■ Work instructions ■
Rescale the stretch from the line containing "Security feed analysis: the operator needs to locate calm" through the end of the material, writing out every line again with the requests included. Multiply each coordinate value in the answers by 1.5 and round it to a whole number, with halves rounding up, but leave every number in the requests and their format descriptions unchanged.

# START OF Data section

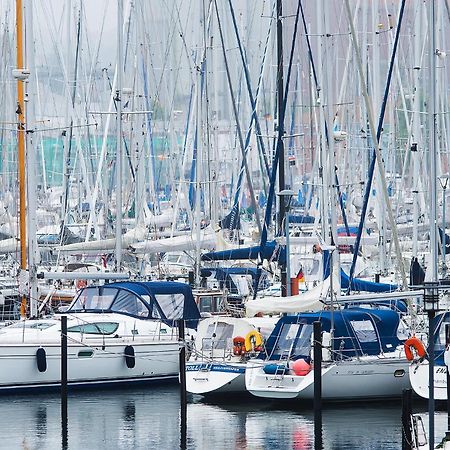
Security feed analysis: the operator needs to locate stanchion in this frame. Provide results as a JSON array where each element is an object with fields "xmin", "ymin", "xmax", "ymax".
[
  {"xmin": 313, "ymin": 321, "xmax": 323, "ymax": 450},
  {"xmin": 61, "ymin": 316, "xmax": 68, "ymax": 450},
  {"xmin": 402, "ymin": 389, "xmax": 412, "ymax": 450},
  {"xmin": 178, "ymin": 320, "xmax": 187, "ymax": 449}
]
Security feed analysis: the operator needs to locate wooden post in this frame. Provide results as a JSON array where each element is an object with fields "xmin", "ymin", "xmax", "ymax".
[
  {"xmin": 61, "ymin": 316, "xmax": 68, "ymax": 449},
  {"xmin": 313, "ymin": 321, "xmax": 323, "ymax": 450},
  {"xmin": 402, "ymin": 389, "xmax": 412, "ymax": 450},
  {"xmin": 178, "ymin": 320, "xmax": 187, "ymax": 449},
  {"xmin": 445, "ymin": 323, "xmax": 450, "ymax": 442}
]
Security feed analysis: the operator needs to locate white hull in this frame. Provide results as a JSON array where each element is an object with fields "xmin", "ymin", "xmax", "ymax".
[
  {"xmin": 0, "ymin": 340, "xmax": 179, "ymax": 391},
  {"xmin": 409, "ymin": 360, "xmax": 447, "ymax": 400},
  {"xmin": 246, "ymin": 358, "xmax": 410, "ymax": 401},
  {"xmin": 186, "ymin": 362, "xmax": 246, "ymax": 395}
]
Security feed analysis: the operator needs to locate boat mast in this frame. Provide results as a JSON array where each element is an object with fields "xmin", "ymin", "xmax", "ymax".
[
  {"xmin": 428, "ymin": 0, "xmax": 438, "ymax": 281},
  {"xmin": 277, "ymin": 0, "xmax": 291, "ymax": 296},
  {"xmin": 16, "ymin": 0, "xmax": 27, "ymax": 317},
  {"xmin": 114, "ymin": 0, "xmax": 123, "ymax": 272},
  {"xmin": 25, "ymin": 0, "xmax": 38, "ymax": 317}
]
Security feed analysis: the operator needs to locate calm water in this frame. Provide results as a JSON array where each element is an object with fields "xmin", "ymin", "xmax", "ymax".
[{"xmin": 0, "ymin": 385, "xmax": 446, "ymax": 450}]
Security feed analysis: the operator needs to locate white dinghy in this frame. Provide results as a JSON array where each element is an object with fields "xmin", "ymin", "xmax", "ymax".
[{"xmin": 186, "ymin": 316, "xmax": 275, "ymax": 395}]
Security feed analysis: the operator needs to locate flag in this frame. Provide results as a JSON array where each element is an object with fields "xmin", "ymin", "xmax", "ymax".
[{"xmin": 296, "ymin": 267, "xmax": 305, "ymax": 283}]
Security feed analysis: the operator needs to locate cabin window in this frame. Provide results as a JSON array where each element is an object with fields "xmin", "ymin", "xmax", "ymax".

# END OF Data section

■ Final result ■
Security feed analysis: the operator needs to locate calm water in this frame. Provide results as a JSON array where each element is an object with fields "xmin", "ymin", "xmax", "ymax".
[{"xmin": 0, "ymin": 578, "xmax": 669, "ymax": 675}]
Security feed analysis: the operator needs to locate white dinghy in this frame. Provide results as a JSON array where each element is an object with fields "xmin", "ymin", "xmax", "ymax".
[{"xmin": 279, "ymin": 474, "xmax": 413, "ymax": 593}]
Security feed analysis: the operator needs to locate flag in this frame. Provide results as a JSON array where each element is an object with fields "xmin", "ymin", "xmax", "ymax".
[{"xmin": 444, "ymin": 401, "xmax": 458, "ymax": 425}]
Security feed analysis: the operator needs to locate cabin window in this frame. Provide results as a JSON array where each element is an object with fields "xmin", "ymin", "xmax", "ymax".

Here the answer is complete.